[[ DATASET ENTRIES, beginning ]]

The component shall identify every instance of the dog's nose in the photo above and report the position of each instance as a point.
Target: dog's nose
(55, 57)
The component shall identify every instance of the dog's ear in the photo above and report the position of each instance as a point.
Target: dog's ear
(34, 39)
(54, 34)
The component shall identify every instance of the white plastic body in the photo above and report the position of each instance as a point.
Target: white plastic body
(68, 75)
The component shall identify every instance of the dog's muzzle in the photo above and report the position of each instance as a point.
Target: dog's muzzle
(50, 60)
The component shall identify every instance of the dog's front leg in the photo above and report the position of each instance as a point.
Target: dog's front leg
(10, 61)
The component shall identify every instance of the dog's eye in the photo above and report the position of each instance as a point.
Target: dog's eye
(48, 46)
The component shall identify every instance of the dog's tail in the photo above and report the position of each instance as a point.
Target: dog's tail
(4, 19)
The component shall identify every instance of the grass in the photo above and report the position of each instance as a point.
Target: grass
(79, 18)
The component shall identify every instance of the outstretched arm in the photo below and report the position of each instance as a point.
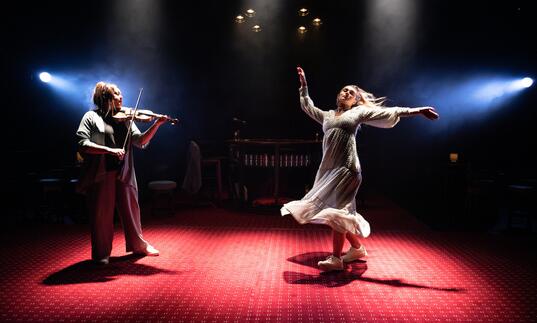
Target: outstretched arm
(389, 117)
(428, 112)
(305, 101)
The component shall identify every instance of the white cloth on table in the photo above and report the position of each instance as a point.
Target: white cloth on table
(331, 201)
(192, 180)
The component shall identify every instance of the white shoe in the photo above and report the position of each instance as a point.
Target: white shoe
(148, 251)
(354, 254)
(101, 262)
(331, 263)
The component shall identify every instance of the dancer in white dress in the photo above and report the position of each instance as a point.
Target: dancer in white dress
(331, 201)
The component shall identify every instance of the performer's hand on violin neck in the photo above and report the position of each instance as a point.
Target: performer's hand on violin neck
(429, 112)
(162, 119)
(118, 152)
(301, 76)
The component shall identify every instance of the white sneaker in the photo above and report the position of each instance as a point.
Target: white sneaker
(331, 263)
(101, 262)
(354, 254)
(148, 251)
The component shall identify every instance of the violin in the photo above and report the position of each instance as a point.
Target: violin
(126, 113)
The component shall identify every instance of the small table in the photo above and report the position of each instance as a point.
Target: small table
(268, 153)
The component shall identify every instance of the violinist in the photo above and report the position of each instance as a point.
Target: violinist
(107, 177)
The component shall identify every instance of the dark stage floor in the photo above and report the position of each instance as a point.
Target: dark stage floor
(223, 265)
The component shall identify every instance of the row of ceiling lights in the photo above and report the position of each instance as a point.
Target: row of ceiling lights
(302, 12)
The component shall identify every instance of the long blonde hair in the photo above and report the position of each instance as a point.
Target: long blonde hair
(367, 98)
(102, 94)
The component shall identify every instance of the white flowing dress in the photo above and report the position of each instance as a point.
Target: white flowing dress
(332, 199)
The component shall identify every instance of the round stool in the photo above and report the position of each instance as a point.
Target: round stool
(162, 196)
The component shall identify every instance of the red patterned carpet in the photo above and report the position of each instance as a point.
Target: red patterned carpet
(219, 265)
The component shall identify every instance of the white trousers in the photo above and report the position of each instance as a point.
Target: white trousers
(102, 199)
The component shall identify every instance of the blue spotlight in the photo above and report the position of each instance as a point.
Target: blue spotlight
(45, 77)
(526, 82)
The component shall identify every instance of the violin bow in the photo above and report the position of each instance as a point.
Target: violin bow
(132, 118)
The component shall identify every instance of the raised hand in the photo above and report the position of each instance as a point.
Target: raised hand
(429, 113)
(301, 76)
(118, 152)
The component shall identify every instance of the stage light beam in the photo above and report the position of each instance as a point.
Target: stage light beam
(45, 77)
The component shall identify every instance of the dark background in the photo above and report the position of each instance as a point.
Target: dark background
(196, 64)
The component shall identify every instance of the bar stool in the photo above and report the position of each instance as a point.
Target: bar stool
(162, 196)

[[ DATASET ENTRIES, end ]]

* **WORK REQUIRED**: When a line carries an image, skip the image and repeat everything else above exactly as written.

* **TASK RESPONSE**:
The component shall identify every instance of the dog's nose in the photo above and report the position of each instance as a point.
Target: dog's nose
(55, 57)
The component shall identify every instance of the dog's ear in the photo above and report the position of each instance as a point.
Target: dog's ear
(34, 39)
(54, 34)
The component shall identify every instance of the white plastic body in the photo above and report the position of each instance as a point.
Target: white plastic body
(68, 75)
The component shall identify every instance of the dog's muzzle in the photo above and report the position of each instance as a point.
Target: dog's muzzle
(50, 60)
The component shall identify every instance of the dog's front leg in the photo above and report the position of each instance as a point.
Target: dog's front leg
(10, 61)
The component shall identify every instance of the dog's eye in the photo above and report the position of each instance as a point.
Target: dog's eye
(48, 46)
The component shall identify every instance of the dog's tail in the photo above and report the position of each instance as a point.
Target: dog's tail
(4, 19)
The component shall identify every instance of the grass in the photo above and report the position of each instance as a point.
Target: grass
(79, 18)
The component shall identify every instance of the outstretched arm in the photo below and report the position of each instance as a point.
Target: outstretched arm
(389, 117)
(428, 112)
(305, 101)
The component shall identify every instance of the white cloth on table in the photo above and report the position of each instance as a point.
Target: white cloth on table
(331, 201)
(192, 180)
The component shall identify every instance of the white shoe in the photo above and report the position of each instance as a point.
Target: white shoe
(148, 251)
(354, 254)
(101, 262)
(331, 263)
The component shall identify every instance of the dancer in white dress in the photo above and report the position of each instance as a point.
Target: dancer in white dress
(331, 201)
The component shall identify every instance of the performer's hand on violin neck in the photo above and report the position of each instance as a point.
Target: performer's hand on violin neck
(429, 112)
(162, 119)
(118, 152)
(301, 76)
The component shall identify every instance of the white sneaker in the photo above and report the position of each instance as a point.
Target: white sneaker
(331, 263)
(101, 262)
(354, 254)
(148, 251)
The component shall identify every instance of the violin in the photo above and report the position of each instance as a point.
Target: violin
(126, 113)
The component shall identify every instance of the small table in the photo above and report the position of each instance as a point.
Target: small table
(268, 153)
The component shall identify every instance of the violinist in the photo above and report the position of each instance as a point.
Target: violinist
(107, 177)
The component shall identify every instance of the dark stage floor in the photo above and report the position of each instance as a point.
Target: dark stage floor
(223, 265)
The component shall identify every instance of the row of ceiling lights in the photo above and report the position of each instance as a point.
Target: row of ceiling lights
(302, 12)
The component shall identify every instance of the long blonde hair in the photo above and report the position of each instance as a point.
Target: long blonde hair
(367, 98)
(102, 94)
The component shall identify every instance of the white flowing dress in the photo above and report the position of each instance as a point.
Target: white flowing dress
(332, 199)
The component shall identify every instance of the round stool in the photo above and report the position of each instance as a point.
Target: round stool
(162, 196)
The component shall identify every instance of the red patterned carpet in the photo above and report the position of each instance as a point.
Target: red patterned carpet
(219, 265)
The component shall identify every instance of the white trousers in the photo above and report the position of each instance as a point.
Target: white trousers
(102, 199)
The component shall identify every instance of the blue spotlight in the photo above and report the position of each instance as a point.
Target: blue spotlight
(45, 77)
(526, 82)
The component shall identify every instance of the violin bow in the photo above and report the position of each instance as a point.
Target: violin bow
(132, 118)
The component shall identify every instance of the raised hand in the photo above and report the position of each instance as a point.
Target: raised hand
(429, 113)
(301, 76)
(118, 152)
The component shall identify every instance of the stage light beam in the photo above and report the position of each instance as a point.
Target: stage light beam
(45, 77)
The component shall identify every instance of the dark background in the photo above and report the position of each instance as a point.
Target: dark background
(196, 64)
The component shall identify every instance of the bar stool in the photo above and report the position of each instance as a point.
Target: bar stool
(162, 196)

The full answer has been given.